Trecho do documento ▸
◇ ◇ ◇

Irmão Vicente Cañas, SJ - Kiwxi
Vicente Cañas nasceu em Alborea (Albacete) no dia 22 de outubro de 1939, entrou no noviciado São Pedro Claver (Raimat, Lleida) da Companhia de Jesus aos 21 anos, em 21 de abril de 1961. Chegou ao Brasil em 1966 e em 1968, à Prelazia de Diamantino, no Mato Grosso, recebendo o nome índio ‘Kiwxi’.
Em outubro de 1969, a pedido da Fundação Nacional do Índio (FUNAI), o Irmão Vicente foi, junto com os padres jesuítas Antonio Iasi, Adalberto Holanda Pereira e Thomaz Lisboa, salvar os 41 Tapaiúna que sobreviveram – dos 600 contatados anteriormente e dizimados por uma epidemia de gripe.

◇ ◇ ◇

Trechos dos itens ▸
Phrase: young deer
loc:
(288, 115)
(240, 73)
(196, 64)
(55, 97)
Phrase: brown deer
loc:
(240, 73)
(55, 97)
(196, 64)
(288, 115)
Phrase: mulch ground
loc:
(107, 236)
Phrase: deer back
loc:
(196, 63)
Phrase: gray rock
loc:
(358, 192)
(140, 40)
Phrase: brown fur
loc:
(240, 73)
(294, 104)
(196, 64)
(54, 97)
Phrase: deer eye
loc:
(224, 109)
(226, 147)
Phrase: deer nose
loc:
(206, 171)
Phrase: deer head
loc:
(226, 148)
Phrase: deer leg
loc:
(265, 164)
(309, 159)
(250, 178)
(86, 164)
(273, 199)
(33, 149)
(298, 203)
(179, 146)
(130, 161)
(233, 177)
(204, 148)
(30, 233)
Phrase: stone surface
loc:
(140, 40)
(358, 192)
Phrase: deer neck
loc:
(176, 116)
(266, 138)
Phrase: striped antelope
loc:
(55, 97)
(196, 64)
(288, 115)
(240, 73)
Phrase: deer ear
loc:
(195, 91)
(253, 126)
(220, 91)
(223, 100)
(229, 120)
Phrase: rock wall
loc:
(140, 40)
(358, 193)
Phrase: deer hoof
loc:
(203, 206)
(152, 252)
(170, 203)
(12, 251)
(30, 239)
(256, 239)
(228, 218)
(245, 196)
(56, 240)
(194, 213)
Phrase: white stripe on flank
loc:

◇ ◇ ◇

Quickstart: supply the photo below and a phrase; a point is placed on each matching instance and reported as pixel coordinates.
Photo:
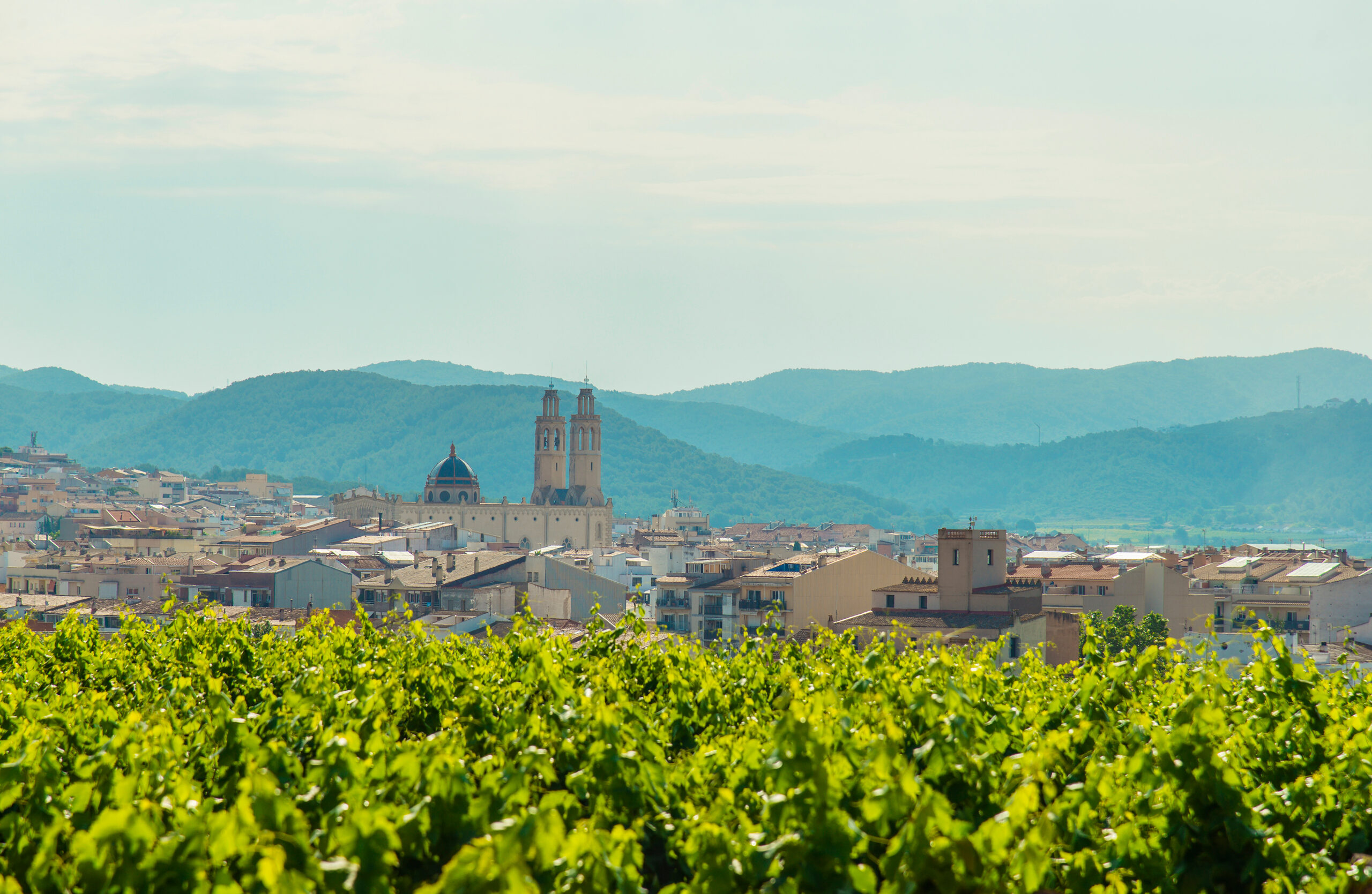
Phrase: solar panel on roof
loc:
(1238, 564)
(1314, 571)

◇ ◇ ◇

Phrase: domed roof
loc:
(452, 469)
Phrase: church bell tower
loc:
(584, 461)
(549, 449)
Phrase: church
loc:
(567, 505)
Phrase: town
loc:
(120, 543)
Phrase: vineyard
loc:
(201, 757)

◇ ◇ ◇

O que fazer ▸ Retome o texto sobre o Irmão Vicente Cañas logo depois da última frase apresentada. Os itens não têm relação com o texto sobre o Irmão Vicente Cañas.

Resposta à tarefa ▸
Vicente sabia que, durante décadas, os Tapaiúna, ou “Beiço de Pau” (devido ao enorme disco de madeira que inseriam no lábio inferior da boca), sofriam a perseguição violenta das frentes de expansão no vale dos rios do Sangue e Arinos, no norte do Mato Grosso.
Entre os anos 1970-1975, ele trabalhou com os índios Paresi. Em 1971, juntamente com os padres Adalberto e Thomaz, conseguiu fazer os primeiros contatos pacíficos com os índios Mÿky, que eram apenas 23 pessoas e estavam à beira do extermínio no momento do contato. Desde 1975, o padre Tomaz e o irmão Vicente passaram a viver na aldeia Mÿky e receberam os nomes Yaúka e Kiwxi, respectivamente. Pouco a pouco, seus corações foram se “indianizando”.
De 1973-1974, eles fizeram várias expedições para contatar outro povo “isolado”, o Enawenê-nawê. Eram apenas 97 indígenas no momento do contato, em 1974. Hoje, graças em parte à vida entregue de Vicente, eles são mil. Eles estavam ameaçados de extinção pelos ambiciosos interesses dos latifundiários que queriam roubar suas terras.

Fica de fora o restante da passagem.